Excerpt:

DuckBill Group Executive Corey Quinn decided to take a look at Slack's Privacy Principles, only to find that the messaging app has been using user data to train AI and machine learning models. The problem is that customers have already agreed to it probably without their knowledge.

"To develop AI/ML models, our systems analyze Customer Data (e.g. messages, content, and files) submitted to Slack as well as Other Information (including usage information) as defined in our Privacy Policy and in your customer agreements," the policy reads.

Since it's an opt-out feature, the app already takes and uses the data by default, as reported by Engadget. Slack is not making it easy to opt out of the policy as well. To do so, customers have to email the company instead of having a toggle button that turns it off.

What's worse is that not everyone is eligible to send that opt-out email. The privacy notice states that only the organization, workspace owners, and primary owners can contact customer support to stop the leeching of data.

Slack clarified that the platform has "machine-learning models for things like channel and emoji recommendations and search results," and that the machine-learning models in question are not generative. That means that your private data will not pop up when a person enters a certain prompt.

Even Slack's policies are contradictory. In another published policy, the messaging app states that when developing AI or machine-learning models, "Slack can't access the underlying content," and that they have "various technical measures preventing this from occurring."

The privacy policy statement is the direct opposite of another, which assures customers that they can work without worry as their data is their data. "We don't use it to train Slack AI," the company notes. "Everything runs on Slack's secure infrastructure."

What to do: Reproduce the article on Slack's privacy policy word for word, in full.

Supplied material:

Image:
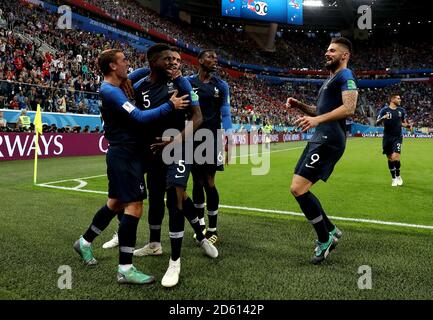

Exercise output:
DuckBill Group Executive Corey Quinn decided to take a look at Slack's Privacy Principles, only to find that the messaging app has been using user data to train AI and machine learning models. The problem is that customers have already agreed to it probably without their knowledge.

"To develop AI/ML models, our systems analyze Customer Data (e.g. messages, content, and files) submitted to Slack as well as Other Information (including usage information) as defined in our Privacy Policy and in your customer agreements," the policy reads.

Since it's an opt-out feature, the app already takes and uses the data by default, as reported by Engadget. Slack is not making it easy to opt out of the policy as well. To do so, customers have to email the company instead of having a toggle button that turns it off.

What's worse is that not everyone is eligible to send that opt-out email. The privacy notice states that only the organization, workspace owners, and primary owners can contact customer support to stop the leeching of data.

Slack clarified that the platform has "machine-learning models for things like channel and emoji recommendations and search results," and that the machine-learning models in question are not generative. That means that your private data will not pop up when a person enters a certain prompt.

Even Slack's policies are contradictory. In another published policy, the messaging app states that when developing AI or machine-learning models, "Slack can't access the underlying content," and that they have "various technical measures preventing this from occurring."

The privacy policy statement is the direct opposite of another, which assures customers that they can work without worry as their data is their data. "We don't use it to train Slack AI," the company notes. "Everything runs on Slack's secure infrastructure."